Tom has a once-in-a-lifetime opportunity to tease apart the impacts of human visitation, climate change and fishing on Adélie, Gentoo and Chinstrap penguins. Using drone footage, camera data and faecal samples collected in 2020/21 and into 2022, he’s monitoring Antarctica in years with minimal human footprint due to the Covid-19 pandemic. Tom wants to know whether rising sea temperatures, increasing krill fishing or a growing tourism presence is driving declines of Antarctic Peninsula penguins. By comparing 10 years’ of monitoring data to these data, he hopes to use his findings to inform policy decisions to conserve the Antarctic Peninsula’s penguin colonies.
Demian’s team is developing tools that help border control officers identify illegal shark products. His project is sifting through ‘rhino ray’ DNA sequences looking for differences in code between the guitarfishes, giant guitarfishes and wedgefishes nicknamed for their pointy snouts (and Endangered status). Months of testing will help ensure only rhino ray DNA is targeted before the team flies to Hong Kong to help officials use a portable DNA tester. This project will add to the arsenal currently being used to identify illegal shark fins moving across borders, and help stop the trafficking of ‘rhino ray’ fins.
■ ■ ■
(Brief 1): In the conservation projects text, which three penguin species does Tom's work focus on?
(Brief 2): Carry on the conservation projects text, starting after its last sentence.

Stored items from a collection
■ ■ ■
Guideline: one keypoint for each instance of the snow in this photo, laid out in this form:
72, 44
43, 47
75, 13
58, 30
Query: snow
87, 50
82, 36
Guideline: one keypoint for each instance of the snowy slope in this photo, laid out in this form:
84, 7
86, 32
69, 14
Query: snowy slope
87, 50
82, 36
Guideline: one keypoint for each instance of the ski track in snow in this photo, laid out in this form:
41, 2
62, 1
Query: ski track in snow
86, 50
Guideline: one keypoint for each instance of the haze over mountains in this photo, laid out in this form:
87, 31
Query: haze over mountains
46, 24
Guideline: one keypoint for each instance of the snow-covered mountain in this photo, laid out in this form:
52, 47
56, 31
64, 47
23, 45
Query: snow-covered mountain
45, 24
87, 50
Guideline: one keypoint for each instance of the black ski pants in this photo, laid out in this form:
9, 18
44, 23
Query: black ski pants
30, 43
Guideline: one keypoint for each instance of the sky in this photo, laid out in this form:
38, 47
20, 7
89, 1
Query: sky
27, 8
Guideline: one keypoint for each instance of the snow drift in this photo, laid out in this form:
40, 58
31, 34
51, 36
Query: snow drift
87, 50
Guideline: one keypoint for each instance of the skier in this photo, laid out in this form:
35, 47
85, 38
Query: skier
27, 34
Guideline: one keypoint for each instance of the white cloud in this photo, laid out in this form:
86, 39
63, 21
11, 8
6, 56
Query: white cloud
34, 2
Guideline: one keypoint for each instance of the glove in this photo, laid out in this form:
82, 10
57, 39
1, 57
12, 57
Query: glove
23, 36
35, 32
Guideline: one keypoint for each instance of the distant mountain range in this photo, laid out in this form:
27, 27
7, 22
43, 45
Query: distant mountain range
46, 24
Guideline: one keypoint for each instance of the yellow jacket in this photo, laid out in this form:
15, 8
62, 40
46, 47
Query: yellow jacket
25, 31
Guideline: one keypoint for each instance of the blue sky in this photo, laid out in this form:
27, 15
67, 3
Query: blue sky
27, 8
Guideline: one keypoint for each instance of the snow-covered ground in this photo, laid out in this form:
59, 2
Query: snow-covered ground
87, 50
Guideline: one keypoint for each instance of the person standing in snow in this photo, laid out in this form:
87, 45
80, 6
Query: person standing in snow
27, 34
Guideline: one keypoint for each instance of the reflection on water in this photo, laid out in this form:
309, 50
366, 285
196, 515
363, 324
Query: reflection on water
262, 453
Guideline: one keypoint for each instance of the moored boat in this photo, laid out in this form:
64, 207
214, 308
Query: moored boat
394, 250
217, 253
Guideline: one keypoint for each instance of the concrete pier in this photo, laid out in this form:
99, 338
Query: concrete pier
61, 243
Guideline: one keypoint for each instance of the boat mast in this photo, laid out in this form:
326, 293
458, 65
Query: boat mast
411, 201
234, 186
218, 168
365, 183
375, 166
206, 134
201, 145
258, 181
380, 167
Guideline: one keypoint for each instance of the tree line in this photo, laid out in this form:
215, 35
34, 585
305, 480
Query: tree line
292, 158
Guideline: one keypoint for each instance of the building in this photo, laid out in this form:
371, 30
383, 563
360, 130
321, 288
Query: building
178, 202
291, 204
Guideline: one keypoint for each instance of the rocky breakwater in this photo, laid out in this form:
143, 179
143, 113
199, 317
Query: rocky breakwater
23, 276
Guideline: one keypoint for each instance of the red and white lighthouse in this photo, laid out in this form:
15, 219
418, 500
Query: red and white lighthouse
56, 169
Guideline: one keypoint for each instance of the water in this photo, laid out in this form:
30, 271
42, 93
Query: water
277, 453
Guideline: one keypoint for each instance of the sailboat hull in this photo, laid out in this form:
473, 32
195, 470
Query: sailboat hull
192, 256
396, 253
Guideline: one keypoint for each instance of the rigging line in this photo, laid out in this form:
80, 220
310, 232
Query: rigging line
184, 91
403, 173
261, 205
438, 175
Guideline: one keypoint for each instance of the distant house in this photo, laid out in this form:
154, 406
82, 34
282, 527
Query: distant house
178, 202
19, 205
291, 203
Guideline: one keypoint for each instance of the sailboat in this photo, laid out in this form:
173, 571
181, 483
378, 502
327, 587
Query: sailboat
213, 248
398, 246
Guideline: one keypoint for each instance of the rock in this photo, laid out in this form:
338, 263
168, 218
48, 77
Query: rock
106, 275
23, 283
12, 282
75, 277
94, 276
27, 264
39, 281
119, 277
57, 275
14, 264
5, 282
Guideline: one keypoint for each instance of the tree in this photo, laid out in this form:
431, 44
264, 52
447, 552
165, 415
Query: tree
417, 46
■ ■ ■
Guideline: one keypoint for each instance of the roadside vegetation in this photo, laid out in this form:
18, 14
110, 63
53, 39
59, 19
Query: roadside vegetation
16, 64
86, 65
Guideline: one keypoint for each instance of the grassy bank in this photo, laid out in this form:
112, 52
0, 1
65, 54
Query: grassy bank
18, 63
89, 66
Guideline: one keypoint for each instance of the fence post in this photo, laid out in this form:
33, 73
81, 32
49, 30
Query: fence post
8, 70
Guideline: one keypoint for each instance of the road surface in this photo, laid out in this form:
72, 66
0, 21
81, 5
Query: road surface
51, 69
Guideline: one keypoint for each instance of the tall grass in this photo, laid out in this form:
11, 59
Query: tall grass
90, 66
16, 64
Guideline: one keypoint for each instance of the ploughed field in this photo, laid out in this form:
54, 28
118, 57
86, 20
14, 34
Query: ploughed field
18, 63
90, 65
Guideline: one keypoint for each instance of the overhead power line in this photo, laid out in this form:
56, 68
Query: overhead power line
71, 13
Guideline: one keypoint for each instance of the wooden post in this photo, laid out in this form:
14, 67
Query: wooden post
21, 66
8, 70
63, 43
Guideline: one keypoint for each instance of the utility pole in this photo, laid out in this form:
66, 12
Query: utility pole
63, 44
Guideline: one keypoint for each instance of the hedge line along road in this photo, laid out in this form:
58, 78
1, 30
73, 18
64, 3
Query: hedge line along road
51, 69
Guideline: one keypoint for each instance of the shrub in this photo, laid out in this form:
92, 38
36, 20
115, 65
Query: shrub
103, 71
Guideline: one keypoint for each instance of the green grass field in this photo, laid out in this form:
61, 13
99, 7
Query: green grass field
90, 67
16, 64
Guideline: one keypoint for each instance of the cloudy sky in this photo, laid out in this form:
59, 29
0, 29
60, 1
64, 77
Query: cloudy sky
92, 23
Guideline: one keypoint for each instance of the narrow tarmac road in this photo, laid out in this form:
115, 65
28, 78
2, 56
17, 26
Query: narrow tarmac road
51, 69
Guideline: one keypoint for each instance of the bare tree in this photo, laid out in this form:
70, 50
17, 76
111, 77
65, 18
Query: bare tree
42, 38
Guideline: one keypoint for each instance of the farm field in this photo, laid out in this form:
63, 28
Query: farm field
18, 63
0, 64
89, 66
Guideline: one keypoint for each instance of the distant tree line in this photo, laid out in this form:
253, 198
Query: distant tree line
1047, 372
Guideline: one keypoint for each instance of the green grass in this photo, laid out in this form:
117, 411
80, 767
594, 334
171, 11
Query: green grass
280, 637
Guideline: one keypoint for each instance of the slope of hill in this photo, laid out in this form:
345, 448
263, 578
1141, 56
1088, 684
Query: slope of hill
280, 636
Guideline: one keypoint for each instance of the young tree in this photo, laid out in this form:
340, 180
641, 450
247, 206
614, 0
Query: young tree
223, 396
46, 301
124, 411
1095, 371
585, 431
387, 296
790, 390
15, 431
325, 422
■ ■ ■
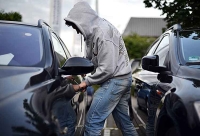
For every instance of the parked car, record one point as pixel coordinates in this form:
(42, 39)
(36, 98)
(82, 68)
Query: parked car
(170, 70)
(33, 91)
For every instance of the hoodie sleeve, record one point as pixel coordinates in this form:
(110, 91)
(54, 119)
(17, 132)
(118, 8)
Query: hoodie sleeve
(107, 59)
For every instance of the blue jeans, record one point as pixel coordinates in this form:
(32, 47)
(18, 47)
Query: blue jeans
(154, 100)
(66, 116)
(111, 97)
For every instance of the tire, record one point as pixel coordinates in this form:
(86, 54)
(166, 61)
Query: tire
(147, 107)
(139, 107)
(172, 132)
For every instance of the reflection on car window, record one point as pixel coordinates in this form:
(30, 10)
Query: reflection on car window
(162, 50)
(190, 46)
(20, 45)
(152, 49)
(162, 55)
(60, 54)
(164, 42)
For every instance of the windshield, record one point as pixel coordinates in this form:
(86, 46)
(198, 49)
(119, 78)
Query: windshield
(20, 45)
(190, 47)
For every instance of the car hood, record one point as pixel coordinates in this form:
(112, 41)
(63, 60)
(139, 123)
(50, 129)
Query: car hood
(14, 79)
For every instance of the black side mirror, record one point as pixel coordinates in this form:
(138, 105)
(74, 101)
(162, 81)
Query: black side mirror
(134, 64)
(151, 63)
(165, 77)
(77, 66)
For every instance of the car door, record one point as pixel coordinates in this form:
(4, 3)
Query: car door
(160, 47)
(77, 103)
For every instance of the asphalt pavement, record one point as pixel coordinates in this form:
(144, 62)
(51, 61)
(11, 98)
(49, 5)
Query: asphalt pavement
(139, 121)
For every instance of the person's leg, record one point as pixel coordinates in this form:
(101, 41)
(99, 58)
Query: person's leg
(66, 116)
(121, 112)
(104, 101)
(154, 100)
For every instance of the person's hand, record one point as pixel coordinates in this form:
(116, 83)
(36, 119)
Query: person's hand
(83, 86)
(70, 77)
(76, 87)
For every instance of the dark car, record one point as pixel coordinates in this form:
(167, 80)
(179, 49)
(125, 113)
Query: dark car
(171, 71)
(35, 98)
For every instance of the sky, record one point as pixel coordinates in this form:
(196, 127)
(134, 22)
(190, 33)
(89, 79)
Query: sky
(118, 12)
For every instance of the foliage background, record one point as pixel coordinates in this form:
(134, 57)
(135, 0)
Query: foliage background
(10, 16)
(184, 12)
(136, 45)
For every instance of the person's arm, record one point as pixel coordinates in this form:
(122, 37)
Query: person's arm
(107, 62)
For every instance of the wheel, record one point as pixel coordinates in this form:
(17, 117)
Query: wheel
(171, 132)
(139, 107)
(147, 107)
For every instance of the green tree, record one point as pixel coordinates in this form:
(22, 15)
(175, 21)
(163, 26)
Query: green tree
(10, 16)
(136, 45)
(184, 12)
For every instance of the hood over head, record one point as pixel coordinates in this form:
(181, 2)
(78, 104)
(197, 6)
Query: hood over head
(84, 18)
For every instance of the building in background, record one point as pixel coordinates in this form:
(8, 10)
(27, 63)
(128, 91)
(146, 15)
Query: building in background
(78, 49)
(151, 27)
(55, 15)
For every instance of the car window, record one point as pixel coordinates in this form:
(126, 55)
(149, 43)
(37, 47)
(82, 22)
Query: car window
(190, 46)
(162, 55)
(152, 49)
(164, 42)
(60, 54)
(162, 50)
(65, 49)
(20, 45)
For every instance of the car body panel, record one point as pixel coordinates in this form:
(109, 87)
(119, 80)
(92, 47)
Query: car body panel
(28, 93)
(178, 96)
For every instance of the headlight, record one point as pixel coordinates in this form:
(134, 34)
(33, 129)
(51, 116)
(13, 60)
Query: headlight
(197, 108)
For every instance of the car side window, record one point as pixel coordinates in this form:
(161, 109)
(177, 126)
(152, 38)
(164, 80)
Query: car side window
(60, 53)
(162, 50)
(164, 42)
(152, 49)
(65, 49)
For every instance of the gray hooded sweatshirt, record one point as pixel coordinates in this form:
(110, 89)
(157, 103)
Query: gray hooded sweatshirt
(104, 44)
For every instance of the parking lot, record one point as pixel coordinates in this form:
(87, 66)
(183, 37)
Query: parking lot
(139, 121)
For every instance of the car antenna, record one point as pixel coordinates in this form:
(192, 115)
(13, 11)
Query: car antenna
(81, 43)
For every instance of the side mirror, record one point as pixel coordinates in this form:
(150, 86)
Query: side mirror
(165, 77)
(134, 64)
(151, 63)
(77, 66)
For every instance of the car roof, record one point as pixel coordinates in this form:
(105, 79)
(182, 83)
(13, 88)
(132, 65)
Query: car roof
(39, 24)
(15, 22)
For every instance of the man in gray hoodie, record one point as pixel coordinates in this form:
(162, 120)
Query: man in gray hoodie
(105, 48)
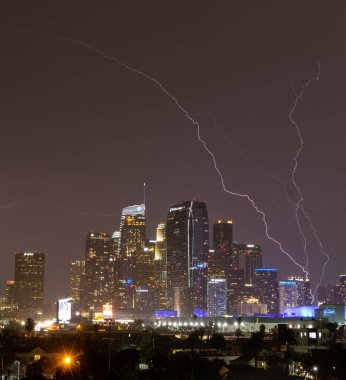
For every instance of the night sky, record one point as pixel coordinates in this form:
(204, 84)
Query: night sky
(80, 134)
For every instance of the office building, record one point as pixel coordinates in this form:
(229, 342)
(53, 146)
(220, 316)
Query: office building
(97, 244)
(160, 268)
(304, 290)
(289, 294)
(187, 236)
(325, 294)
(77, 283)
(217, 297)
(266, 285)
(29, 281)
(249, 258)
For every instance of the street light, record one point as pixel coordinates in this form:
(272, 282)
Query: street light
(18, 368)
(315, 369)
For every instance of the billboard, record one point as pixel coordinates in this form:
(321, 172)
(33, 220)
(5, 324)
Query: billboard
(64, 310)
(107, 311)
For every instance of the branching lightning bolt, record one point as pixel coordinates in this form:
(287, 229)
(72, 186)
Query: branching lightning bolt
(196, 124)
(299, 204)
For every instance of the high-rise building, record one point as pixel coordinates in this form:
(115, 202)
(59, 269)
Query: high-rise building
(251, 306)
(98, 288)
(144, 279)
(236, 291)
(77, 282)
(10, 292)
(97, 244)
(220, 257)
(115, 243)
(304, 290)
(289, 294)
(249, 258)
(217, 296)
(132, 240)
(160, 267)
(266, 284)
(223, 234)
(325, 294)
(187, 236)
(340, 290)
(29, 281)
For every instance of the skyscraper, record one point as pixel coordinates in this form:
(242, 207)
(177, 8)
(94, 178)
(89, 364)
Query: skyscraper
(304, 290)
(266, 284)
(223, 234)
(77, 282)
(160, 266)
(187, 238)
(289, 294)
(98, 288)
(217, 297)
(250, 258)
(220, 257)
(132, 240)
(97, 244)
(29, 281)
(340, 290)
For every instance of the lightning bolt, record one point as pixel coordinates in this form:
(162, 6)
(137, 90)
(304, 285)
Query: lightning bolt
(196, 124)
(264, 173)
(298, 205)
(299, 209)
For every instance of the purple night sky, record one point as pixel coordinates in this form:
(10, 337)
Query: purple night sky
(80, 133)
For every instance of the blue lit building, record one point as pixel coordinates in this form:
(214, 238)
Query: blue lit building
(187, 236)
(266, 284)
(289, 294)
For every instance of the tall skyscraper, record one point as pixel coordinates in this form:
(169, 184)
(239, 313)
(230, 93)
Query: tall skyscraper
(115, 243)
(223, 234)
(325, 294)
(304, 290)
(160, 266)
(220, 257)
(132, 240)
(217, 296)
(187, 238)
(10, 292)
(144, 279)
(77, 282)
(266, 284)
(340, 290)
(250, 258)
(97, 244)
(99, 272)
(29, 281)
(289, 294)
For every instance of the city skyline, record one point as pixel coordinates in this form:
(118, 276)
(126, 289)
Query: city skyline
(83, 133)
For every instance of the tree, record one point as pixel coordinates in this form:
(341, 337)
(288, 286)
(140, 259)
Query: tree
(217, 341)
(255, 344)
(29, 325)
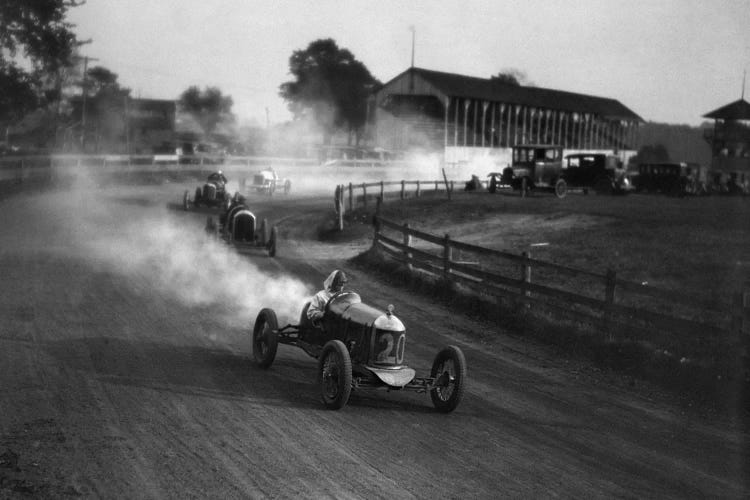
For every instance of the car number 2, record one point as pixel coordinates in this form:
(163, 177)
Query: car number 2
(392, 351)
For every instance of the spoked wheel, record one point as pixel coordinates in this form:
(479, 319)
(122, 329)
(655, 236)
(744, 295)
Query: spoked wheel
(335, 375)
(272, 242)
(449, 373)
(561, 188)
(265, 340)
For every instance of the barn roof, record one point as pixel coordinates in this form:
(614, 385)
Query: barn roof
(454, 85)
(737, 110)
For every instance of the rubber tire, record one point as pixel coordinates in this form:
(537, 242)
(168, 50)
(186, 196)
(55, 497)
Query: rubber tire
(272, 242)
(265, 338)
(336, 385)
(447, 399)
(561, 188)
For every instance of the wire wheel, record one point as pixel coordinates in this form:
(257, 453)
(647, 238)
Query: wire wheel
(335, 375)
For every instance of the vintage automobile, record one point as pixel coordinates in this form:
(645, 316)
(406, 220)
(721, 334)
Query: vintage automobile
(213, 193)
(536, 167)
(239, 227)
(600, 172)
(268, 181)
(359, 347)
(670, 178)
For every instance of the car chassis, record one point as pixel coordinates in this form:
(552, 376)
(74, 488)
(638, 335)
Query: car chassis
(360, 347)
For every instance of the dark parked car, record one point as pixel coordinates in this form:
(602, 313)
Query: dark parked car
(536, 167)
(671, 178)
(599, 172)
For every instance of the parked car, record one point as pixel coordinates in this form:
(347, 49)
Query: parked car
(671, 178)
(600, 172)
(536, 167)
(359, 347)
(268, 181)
■ ■ ■
(Result 1): Adélie, Gentoo and Chinstrap penguins.

(Result 2):
Aristide created a citizen science platform and mobile app for fishers across Cameroon’s 400 km coastline to record sightings of sharks, rays and marine life. These photos are uploaded to iNaturalist where they are identified and will serve to create Cameroon’s first elasmobranch atlas. Together with his team, Aristide ensures data are being uploaded, visits fish landing sites to assess bycatch and measure sharks, and scours the beaches to check for strandings and sea turtle nests. He collects tissue samples of threatened species in these visits that can give more insights into the diversity, population size and structure of vulnerable sharks.